- Task to carry out -
Repeat the data below with "azalea" swapped for "camellia" and everything else kept the same. Leave out the pictures.

- Data for the task -
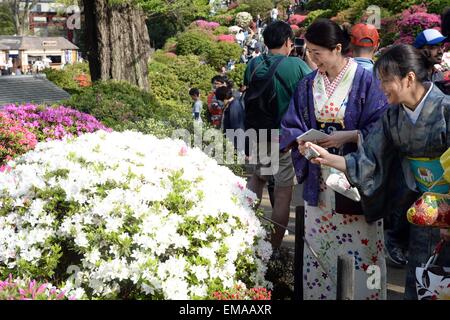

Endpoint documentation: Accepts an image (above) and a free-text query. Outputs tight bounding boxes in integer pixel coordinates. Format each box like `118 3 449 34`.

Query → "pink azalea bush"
0 274 74 300
395 5 441 44
288 14 306 26
2 104 108 141
0 113 38 172
216 34 235 43
194 20 220 30
0 104 110 168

- Solution -
Endpoint documentation: Accepts an image (above) and a free-text query. Outputs tight bounding boxes in integer pixel coordinates. Format each box like `118 3 449 34`.

Query → "pink camellia bush"
0 274 74 300
395 5 441 44
288 14 306 26
2 104 108 141
0 113 38 172
216 34 235 43
194 20 220 30
0 104 110 168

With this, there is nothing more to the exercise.